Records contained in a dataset
--

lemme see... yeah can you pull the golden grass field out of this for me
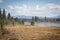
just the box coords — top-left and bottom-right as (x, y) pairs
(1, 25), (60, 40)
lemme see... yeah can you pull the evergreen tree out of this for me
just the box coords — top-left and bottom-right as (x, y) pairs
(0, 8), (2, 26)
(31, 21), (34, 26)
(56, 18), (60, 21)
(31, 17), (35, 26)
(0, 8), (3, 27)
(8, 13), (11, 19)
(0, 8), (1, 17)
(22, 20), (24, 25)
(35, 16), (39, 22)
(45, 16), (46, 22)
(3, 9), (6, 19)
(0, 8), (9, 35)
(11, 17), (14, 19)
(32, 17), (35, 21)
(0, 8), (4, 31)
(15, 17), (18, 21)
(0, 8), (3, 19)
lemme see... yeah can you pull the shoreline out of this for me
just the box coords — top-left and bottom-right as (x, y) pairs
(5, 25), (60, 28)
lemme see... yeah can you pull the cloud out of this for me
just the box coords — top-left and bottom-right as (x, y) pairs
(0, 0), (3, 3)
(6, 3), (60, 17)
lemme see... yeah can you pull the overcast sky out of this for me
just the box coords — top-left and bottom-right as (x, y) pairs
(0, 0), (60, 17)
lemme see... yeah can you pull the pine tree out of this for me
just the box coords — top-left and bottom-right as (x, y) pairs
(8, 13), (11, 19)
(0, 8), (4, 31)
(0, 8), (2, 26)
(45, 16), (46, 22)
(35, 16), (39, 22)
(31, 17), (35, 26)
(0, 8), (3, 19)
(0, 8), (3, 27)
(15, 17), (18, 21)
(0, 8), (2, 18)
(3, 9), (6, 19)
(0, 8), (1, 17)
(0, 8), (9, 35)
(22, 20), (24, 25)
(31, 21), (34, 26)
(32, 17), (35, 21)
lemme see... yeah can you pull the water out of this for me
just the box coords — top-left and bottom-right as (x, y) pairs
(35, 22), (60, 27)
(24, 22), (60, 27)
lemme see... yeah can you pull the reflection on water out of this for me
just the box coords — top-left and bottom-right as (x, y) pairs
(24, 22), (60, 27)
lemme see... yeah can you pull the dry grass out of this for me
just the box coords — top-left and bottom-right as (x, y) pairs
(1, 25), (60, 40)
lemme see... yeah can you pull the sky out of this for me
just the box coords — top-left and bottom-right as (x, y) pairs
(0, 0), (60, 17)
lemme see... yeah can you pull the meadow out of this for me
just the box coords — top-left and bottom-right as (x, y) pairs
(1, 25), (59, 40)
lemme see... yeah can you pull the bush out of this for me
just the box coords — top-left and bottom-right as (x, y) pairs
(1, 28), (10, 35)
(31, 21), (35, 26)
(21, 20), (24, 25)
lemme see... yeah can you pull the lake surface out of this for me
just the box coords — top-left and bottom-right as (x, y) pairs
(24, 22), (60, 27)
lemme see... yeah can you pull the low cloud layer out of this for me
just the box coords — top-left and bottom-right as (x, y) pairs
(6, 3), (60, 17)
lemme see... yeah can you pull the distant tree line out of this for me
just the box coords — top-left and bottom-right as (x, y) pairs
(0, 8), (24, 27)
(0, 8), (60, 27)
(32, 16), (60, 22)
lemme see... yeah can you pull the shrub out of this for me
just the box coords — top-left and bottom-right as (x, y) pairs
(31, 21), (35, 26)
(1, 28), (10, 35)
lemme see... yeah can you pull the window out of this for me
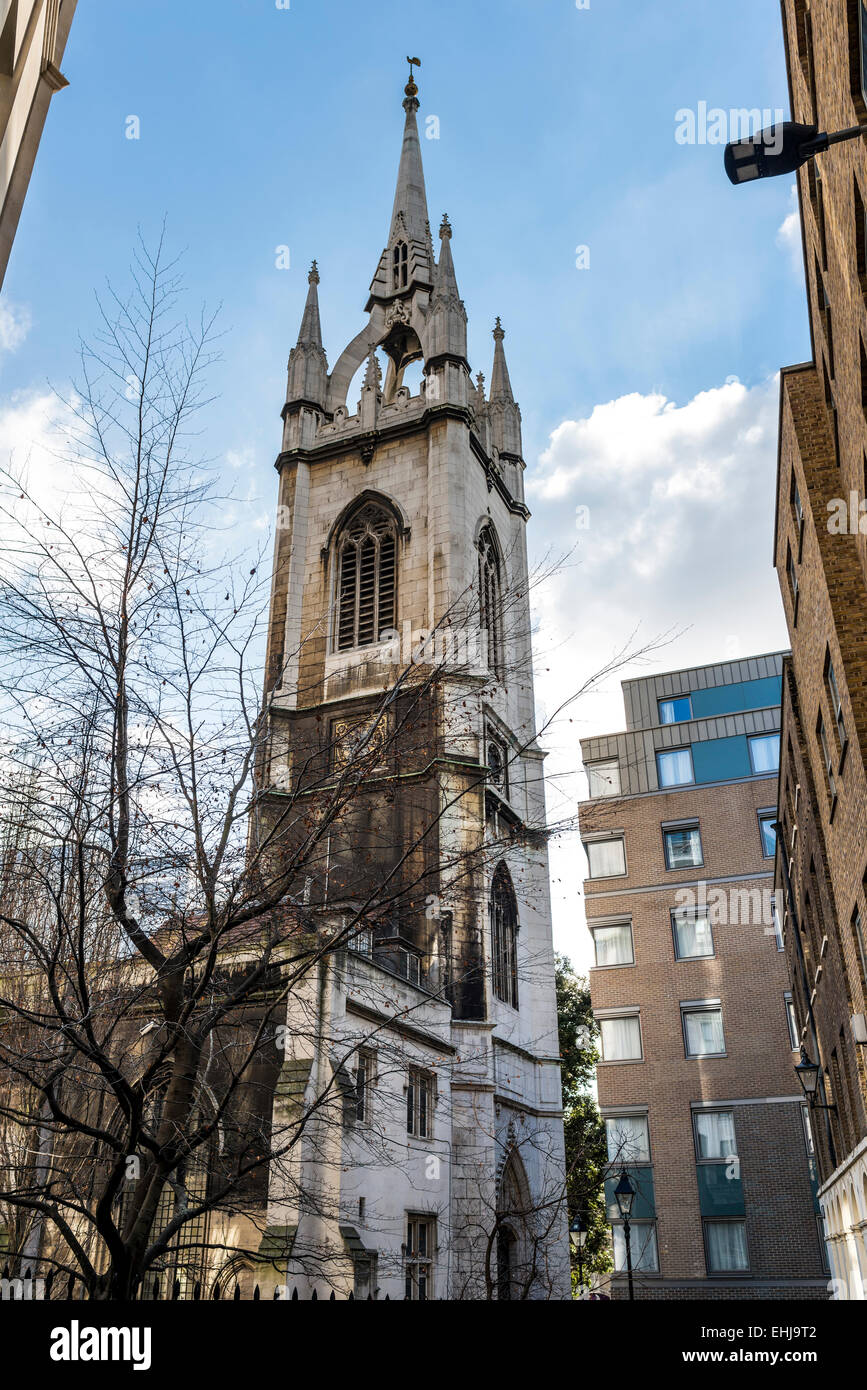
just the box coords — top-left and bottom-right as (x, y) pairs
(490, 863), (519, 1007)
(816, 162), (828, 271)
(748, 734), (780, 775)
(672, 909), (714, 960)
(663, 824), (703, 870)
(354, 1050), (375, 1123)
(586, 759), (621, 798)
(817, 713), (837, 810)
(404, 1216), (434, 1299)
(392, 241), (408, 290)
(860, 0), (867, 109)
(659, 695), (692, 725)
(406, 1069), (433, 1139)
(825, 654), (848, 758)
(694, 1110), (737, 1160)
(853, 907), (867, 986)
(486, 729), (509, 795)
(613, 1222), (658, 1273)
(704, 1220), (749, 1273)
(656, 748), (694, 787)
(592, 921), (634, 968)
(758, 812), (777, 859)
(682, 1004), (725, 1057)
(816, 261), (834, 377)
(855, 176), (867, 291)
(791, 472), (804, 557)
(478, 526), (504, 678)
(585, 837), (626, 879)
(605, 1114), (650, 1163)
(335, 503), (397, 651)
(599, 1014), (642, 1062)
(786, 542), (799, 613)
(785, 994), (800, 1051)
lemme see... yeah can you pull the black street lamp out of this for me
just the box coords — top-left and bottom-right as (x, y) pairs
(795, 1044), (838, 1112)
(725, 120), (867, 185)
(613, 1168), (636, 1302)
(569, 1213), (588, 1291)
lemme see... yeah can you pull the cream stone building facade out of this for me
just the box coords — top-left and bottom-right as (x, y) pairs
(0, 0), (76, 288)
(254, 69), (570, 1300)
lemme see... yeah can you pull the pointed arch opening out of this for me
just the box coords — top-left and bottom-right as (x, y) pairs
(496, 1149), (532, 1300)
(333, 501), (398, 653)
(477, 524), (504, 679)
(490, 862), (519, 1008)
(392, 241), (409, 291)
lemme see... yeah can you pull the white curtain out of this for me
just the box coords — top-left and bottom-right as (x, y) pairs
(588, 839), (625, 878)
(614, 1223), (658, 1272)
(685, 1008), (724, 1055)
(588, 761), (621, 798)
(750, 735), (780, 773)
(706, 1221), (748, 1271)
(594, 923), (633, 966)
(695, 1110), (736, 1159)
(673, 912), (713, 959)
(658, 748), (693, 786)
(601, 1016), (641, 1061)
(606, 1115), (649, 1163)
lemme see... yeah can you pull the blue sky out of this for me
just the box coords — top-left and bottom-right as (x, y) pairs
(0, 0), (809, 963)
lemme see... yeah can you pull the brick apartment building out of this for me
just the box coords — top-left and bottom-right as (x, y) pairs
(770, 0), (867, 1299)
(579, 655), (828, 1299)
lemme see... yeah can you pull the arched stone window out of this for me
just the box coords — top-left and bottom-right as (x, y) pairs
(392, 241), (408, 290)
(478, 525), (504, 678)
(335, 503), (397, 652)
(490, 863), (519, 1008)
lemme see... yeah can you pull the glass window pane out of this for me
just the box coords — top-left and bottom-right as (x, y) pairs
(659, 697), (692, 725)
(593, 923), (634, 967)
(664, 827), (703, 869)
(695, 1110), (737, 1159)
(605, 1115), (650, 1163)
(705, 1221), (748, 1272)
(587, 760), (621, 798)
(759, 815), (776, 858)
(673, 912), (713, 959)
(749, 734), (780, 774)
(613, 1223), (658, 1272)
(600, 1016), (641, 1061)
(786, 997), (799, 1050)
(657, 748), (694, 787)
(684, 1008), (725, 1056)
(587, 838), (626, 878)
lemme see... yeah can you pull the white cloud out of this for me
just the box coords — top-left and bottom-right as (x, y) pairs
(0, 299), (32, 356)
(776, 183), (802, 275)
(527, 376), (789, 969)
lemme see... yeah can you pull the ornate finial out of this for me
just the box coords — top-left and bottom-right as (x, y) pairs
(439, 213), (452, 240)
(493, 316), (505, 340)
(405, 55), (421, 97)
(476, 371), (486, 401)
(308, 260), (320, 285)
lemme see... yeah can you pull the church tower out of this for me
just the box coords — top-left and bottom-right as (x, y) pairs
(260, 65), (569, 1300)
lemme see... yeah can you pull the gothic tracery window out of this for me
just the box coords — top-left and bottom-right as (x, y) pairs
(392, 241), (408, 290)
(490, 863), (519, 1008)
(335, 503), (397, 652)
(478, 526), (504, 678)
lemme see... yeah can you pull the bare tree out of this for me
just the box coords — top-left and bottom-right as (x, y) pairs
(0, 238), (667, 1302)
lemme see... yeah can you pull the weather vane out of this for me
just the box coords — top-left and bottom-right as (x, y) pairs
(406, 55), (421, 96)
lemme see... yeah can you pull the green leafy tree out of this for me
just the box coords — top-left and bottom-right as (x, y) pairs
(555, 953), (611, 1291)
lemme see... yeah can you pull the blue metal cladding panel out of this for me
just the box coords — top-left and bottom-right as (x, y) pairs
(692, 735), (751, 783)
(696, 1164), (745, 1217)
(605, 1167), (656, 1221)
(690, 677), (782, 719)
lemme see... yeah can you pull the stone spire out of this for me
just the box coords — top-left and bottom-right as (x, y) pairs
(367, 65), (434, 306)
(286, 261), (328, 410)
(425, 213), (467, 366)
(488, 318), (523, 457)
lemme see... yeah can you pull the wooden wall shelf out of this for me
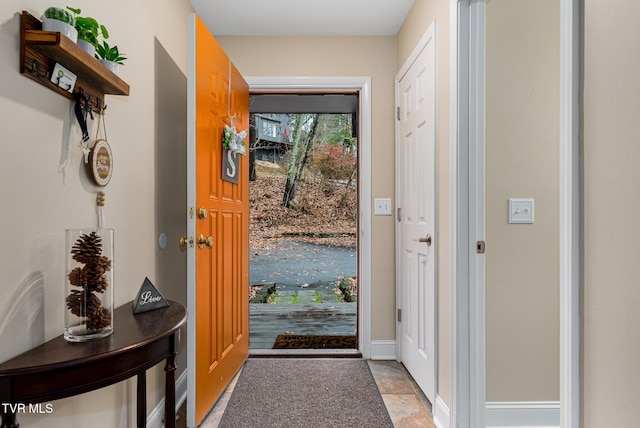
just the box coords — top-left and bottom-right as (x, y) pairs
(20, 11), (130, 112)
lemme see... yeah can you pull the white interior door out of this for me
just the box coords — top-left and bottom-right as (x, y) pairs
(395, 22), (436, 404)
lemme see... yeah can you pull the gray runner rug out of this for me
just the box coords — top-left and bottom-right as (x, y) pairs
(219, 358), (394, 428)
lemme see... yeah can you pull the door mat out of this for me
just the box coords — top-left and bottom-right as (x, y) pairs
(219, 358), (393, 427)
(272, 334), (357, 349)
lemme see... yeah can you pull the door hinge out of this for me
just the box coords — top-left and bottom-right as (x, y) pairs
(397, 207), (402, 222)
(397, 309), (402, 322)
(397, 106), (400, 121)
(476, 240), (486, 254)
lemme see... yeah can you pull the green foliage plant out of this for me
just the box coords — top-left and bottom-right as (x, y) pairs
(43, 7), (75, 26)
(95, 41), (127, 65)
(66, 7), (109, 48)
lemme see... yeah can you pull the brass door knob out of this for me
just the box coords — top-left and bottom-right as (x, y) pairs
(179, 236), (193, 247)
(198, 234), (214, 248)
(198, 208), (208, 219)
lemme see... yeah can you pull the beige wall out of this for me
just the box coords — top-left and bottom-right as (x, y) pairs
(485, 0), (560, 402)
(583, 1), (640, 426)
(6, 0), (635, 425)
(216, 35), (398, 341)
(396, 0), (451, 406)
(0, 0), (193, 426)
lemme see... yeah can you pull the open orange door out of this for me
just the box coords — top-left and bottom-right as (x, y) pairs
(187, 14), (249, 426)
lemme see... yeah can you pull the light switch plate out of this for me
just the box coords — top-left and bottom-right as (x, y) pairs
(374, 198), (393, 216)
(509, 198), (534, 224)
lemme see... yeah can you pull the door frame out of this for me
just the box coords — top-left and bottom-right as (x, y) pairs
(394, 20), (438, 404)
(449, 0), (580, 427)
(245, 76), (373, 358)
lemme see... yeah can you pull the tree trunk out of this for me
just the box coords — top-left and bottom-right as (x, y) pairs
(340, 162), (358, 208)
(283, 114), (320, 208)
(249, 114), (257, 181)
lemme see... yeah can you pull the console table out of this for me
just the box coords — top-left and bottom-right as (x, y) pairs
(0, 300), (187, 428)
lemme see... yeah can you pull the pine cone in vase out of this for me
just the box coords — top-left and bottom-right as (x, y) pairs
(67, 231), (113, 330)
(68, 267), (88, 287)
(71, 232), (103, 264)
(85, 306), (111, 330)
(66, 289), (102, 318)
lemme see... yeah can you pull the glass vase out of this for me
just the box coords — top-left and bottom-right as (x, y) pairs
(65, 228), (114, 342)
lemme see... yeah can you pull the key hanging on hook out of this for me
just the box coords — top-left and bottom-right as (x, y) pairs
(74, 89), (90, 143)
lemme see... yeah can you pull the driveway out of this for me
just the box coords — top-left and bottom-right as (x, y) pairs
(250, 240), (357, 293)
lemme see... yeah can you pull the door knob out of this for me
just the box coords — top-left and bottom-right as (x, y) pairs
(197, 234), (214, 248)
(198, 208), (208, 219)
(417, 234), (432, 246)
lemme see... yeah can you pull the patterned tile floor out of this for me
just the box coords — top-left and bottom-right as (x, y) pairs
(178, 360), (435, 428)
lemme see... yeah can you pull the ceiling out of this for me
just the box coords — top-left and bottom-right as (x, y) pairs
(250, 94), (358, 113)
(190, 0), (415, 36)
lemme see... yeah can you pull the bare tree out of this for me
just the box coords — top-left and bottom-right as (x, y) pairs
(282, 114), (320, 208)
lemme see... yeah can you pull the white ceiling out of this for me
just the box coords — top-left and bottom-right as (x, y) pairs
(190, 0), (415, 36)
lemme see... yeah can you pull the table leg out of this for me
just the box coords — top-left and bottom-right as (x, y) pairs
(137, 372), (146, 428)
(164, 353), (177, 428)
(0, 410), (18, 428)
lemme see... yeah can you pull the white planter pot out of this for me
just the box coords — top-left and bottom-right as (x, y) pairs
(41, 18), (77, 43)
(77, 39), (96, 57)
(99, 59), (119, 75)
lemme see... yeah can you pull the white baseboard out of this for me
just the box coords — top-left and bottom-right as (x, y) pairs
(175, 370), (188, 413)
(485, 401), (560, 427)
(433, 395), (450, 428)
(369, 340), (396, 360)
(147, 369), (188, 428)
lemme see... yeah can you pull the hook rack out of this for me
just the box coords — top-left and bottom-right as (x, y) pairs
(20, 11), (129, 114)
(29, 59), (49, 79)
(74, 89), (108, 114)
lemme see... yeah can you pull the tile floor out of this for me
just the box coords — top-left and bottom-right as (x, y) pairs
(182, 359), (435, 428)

--

From the entries above, extract only the lines running from the one containing "lemme see... yeah can you pull the gray" through the one containing "lemme see... yeah can you pull the beige", inclusive.

lemme see... yeah can you pull the gray runner rug out of this for me
just the box coords — top-left and bottom-right as (x, y) pairs
(219, 358), (394, 428)
lemme see... yeah can you pull the door mat out of this for me
just the box coords — top-left and bottom-right as (x, y) pairs
(219, 358), (393, 427)
(272, 334), (357, 349)
lemme see... yeah can you pull the door hinge out of this for me
just the box coords — top-left and bottom-right as (x, y) pairs
(397, 207), (402, 222)
(397, 309), (402, 322)
(397, 106), (400, 121)
(476, 240), (486, 254)
lemme see... yeah can you pull the green foliage plant out of this for me
just the box coords — top-left and bottom-right as (x, y) pairs
(43, 7), (75, 26)
(95, 41), (127, 65)
(66, 7), (109, 48)
lemme see... yeah can you pull the brass door knob out of this for me
just the box coords — top-left and bottom-right as (x, y) pairs
(179, 236), (193, 247)
(198, 234), (214, 248)
(198, 208), (208, 219)
lemme see... yeah can you pull the beige wall out of this for me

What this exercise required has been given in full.